_About this task:_ All lines below containing "bare" are to be listed.

[Supplied data — start]

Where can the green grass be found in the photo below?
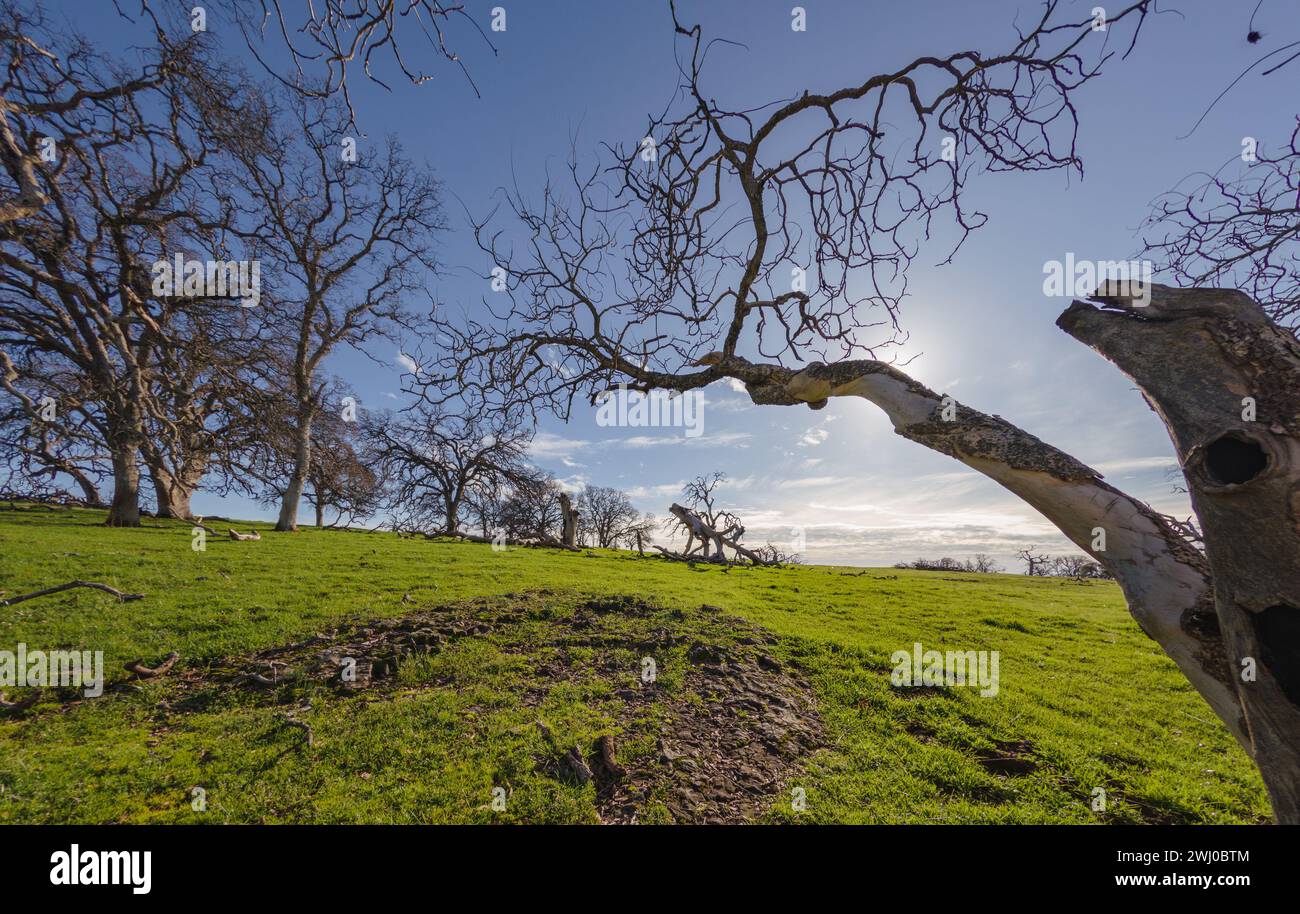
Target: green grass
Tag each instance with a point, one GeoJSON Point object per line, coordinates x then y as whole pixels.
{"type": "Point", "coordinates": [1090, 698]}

[Supplied data — finish]
[Supplied data — start]

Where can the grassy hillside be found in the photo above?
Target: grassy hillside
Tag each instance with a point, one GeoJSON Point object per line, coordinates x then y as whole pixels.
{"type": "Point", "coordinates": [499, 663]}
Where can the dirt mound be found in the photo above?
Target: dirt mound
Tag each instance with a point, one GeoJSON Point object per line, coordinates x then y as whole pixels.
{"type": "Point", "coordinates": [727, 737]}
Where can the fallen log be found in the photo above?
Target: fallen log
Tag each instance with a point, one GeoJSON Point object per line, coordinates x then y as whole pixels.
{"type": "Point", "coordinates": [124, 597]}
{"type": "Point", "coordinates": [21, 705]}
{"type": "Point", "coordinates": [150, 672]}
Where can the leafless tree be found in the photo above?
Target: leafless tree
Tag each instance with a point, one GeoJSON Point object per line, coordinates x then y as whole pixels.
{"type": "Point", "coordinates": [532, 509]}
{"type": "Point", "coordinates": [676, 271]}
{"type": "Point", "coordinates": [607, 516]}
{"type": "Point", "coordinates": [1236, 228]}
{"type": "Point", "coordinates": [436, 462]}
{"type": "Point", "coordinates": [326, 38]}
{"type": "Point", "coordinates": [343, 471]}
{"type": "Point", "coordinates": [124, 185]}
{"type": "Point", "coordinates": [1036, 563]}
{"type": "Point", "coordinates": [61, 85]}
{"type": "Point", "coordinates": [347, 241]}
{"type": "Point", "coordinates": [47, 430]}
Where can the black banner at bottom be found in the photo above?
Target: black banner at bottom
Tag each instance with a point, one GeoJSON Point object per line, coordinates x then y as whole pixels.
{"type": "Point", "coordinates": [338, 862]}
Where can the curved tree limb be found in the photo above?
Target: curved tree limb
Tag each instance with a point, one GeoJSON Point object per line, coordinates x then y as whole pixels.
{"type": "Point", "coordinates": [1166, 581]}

[Supplied data — finish]
[Supplied data — start]

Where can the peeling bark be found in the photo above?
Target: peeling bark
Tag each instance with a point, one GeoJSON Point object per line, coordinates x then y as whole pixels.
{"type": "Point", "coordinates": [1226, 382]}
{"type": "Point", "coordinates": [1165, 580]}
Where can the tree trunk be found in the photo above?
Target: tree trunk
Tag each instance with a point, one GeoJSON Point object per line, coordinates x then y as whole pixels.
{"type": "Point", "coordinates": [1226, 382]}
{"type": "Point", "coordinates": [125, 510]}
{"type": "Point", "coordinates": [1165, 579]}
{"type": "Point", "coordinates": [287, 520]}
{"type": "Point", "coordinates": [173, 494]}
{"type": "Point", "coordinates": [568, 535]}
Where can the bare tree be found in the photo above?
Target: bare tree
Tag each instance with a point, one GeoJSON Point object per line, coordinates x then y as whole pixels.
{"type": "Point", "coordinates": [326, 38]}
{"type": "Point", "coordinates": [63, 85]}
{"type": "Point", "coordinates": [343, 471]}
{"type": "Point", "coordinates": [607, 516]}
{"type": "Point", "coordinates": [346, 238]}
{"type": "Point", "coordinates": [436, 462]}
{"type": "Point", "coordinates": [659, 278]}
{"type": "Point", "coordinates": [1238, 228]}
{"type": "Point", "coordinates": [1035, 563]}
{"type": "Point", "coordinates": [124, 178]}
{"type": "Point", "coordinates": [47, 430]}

[Supplied data — finish]

_Expected answer:_
Where can the bare tree be found in the photo above?
Target: bare tree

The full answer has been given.